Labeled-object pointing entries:
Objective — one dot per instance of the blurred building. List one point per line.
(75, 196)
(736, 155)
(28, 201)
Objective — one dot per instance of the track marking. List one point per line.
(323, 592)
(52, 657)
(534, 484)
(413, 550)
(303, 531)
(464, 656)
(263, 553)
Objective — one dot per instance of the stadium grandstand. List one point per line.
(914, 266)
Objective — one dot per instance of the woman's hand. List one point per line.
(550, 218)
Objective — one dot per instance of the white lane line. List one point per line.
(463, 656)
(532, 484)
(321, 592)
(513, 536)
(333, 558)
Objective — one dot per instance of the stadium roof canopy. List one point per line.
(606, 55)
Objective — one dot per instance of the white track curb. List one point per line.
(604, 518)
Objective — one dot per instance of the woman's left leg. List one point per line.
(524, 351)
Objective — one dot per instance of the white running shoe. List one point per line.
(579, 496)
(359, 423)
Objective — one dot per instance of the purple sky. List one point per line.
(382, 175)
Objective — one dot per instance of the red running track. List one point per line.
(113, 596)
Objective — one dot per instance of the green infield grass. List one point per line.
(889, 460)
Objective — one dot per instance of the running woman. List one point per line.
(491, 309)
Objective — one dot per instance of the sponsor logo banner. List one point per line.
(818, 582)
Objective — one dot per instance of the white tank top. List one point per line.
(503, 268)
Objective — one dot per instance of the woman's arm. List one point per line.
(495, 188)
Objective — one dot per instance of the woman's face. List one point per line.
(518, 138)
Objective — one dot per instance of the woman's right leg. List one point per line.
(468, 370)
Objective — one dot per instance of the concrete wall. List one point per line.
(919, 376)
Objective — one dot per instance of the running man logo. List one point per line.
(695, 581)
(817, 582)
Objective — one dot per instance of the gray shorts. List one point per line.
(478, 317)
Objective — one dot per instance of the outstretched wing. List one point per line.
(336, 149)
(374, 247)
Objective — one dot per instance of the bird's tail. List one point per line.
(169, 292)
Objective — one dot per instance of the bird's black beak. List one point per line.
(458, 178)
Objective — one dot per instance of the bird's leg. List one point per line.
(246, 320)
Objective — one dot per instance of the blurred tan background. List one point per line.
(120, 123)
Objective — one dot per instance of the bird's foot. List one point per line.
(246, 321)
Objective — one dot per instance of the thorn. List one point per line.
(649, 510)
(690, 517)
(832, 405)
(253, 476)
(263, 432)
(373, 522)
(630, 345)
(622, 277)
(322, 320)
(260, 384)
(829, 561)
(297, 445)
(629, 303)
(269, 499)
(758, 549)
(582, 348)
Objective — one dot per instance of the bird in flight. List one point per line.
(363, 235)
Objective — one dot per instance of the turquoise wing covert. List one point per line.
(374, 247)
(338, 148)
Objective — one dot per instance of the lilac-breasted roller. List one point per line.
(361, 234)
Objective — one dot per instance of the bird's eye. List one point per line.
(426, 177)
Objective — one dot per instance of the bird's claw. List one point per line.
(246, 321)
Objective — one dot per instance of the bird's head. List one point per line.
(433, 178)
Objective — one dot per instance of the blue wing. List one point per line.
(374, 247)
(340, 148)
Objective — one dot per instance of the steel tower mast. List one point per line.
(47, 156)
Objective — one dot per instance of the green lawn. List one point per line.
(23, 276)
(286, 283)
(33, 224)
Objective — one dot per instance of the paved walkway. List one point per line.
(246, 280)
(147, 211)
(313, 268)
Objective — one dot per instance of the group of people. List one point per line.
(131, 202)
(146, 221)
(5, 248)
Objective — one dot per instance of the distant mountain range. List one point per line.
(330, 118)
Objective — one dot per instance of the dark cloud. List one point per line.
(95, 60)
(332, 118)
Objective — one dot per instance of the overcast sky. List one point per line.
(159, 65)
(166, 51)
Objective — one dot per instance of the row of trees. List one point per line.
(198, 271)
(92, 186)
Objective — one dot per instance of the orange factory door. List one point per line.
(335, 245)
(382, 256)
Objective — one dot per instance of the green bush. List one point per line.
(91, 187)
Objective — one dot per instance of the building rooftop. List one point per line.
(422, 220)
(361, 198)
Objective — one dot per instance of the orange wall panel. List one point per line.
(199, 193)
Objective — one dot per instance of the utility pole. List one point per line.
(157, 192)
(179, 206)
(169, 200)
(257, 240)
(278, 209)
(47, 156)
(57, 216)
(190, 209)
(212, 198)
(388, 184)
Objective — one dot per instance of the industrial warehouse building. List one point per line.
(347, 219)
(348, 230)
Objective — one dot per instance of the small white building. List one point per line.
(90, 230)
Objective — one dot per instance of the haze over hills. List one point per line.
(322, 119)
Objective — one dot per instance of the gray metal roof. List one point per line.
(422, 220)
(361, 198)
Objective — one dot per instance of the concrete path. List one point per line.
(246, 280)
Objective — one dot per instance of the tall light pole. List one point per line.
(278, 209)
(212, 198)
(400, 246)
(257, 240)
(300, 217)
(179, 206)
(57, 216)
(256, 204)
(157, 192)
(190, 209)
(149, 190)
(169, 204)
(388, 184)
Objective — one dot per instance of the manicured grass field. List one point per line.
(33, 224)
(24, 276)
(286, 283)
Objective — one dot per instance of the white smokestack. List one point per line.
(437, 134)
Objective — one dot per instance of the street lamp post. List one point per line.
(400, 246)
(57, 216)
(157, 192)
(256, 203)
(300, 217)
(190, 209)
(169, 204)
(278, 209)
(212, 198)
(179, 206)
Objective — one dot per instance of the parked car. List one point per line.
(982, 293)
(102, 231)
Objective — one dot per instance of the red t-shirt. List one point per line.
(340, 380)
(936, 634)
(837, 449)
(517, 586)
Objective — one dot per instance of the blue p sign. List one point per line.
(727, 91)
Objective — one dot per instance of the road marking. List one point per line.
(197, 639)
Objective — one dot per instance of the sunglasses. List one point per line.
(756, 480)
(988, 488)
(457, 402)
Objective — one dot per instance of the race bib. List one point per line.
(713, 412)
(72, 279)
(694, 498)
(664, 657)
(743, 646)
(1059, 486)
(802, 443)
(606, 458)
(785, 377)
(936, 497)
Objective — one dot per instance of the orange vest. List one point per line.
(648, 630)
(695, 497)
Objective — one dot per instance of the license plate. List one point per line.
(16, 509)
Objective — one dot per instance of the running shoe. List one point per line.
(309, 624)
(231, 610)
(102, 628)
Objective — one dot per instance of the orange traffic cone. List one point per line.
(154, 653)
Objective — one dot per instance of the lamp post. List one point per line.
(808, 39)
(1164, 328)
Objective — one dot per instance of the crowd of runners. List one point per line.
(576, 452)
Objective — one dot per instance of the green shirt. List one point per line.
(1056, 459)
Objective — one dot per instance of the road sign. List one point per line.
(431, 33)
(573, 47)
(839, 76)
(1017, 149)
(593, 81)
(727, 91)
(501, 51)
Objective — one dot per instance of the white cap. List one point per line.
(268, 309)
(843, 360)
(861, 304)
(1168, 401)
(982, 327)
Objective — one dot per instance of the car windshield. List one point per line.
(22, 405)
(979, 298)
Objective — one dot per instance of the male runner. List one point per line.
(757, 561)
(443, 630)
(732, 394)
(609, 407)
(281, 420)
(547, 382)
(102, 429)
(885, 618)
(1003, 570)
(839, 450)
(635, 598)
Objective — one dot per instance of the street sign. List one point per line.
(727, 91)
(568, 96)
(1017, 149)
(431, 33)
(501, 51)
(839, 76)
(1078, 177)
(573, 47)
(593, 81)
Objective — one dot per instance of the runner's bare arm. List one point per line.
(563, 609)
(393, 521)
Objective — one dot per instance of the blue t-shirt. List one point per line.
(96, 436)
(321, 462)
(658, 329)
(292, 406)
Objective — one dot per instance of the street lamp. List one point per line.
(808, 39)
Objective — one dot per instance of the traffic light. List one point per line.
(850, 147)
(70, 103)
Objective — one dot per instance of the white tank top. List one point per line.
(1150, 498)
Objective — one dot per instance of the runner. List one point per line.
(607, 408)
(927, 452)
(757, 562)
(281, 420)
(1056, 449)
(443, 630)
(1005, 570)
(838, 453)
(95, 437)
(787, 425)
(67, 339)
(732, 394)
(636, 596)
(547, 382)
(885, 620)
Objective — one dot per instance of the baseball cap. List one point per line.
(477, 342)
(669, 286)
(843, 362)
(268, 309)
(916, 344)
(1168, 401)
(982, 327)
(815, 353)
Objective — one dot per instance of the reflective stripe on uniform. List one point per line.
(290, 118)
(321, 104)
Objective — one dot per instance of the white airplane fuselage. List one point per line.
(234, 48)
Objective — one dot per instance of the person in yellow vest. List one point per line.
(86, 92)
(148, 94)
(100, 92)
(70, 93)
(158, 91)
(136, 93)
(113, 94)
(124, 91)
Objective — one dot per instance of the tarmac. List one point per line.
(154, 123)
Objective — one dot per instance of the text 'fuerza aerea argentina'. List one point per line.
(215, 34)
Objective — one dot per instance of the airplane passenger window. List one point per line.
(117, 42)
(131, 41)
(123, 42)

**Exercise description**.
Return the line that contains "Objective — one dot per instance of the white airplane" and all lines after it, verbatim, and nothing else.

**Answer to this task**.
Objective — one dot per instance of the white airplane fuselage. List one point per line.
(234, 48)
Objective — one dot per instance of the person in yellow vest. List one point per line.
(86, 92)
(148, 94)
(100, 92)
(70, 93)
(158, 91)
(136, 93)
(113, 94)
(124, 91)
Objective — one dot per instance of the tarmac. List one point per line.
(154, 123)
Objective — one dot per instance of the text 'fuerza aerea argentina'. List one point per line.
(215, 34)
Objective — one dot per instance of the airplane passenger window. List one point per line.
(117, 42)
(131, 41)
(123, 42)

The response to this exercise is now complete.